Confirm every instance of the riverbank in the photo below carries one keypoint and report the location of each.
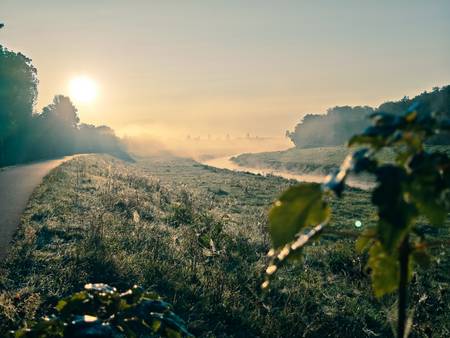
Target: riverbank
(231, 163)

* * *

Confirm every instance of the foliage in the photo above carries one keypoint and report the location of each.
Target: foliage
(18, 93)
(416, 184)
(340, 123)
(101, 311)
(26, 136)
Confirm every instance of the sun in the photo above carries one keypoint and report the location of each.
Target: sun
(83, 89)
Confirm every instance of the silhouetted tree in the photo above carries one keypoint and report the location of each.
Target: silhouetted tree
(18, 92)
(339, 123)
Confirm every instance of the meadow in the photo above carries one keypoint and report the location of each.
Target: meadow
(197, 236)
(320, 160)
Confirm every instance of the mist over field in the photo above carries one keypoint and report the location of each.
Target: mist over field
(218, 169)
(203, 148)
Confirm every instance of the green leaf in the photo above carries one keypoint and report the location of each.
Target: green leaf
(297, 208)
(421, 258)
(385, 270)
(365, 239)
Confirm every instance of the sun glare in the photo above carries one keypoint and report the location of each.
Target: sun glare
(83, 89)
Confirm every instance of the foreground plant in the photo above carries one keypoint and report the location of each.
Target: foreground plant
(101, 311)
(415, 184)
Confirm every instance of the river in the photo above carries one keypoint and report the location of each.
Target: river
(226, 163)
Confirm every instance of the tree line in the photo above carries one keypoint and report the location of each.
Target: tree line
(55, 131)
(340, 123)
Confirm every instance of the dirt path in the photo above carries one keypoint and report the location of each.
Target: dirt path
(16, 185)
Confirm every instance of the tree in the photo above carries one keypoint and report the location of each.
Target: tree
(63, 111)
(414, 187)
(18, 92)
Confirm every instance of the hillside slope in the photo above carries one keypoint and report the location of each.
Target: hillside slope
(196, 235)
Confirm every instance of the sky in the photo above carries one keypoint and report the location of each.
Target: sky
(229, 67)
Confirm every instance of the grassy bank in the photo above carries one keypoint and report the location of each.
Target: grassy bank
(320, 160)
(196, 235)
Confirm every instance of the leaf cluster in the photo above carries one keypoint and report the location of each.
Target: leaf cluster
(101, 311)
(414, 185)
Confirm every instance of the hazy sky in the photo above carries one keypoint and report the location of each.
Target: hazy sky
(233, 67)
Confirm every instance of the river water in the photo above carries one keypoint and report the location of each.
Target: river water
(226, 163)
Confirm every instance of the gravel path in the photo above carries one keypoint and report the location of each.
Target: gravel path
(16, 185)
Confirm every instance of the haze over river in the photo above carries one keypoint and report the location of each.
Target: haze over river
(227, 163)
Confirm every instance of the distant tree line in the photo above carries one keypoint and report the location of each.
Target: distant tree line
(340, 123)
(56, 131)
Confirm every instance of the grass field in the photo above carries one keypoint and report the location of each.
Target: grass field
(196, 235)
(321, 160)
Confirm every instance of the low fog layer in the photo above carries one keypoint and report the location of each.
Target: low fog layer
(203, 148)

--

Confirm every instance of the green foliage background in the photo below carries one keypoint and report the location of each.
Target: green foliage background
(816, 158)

WHAT THE EXERCISE ASKS:
Count the lines of the data above that contain the string "hillside", treating uppercase and lowercase as different, and reply with only that number.

WRITTEN RESPONSE:
2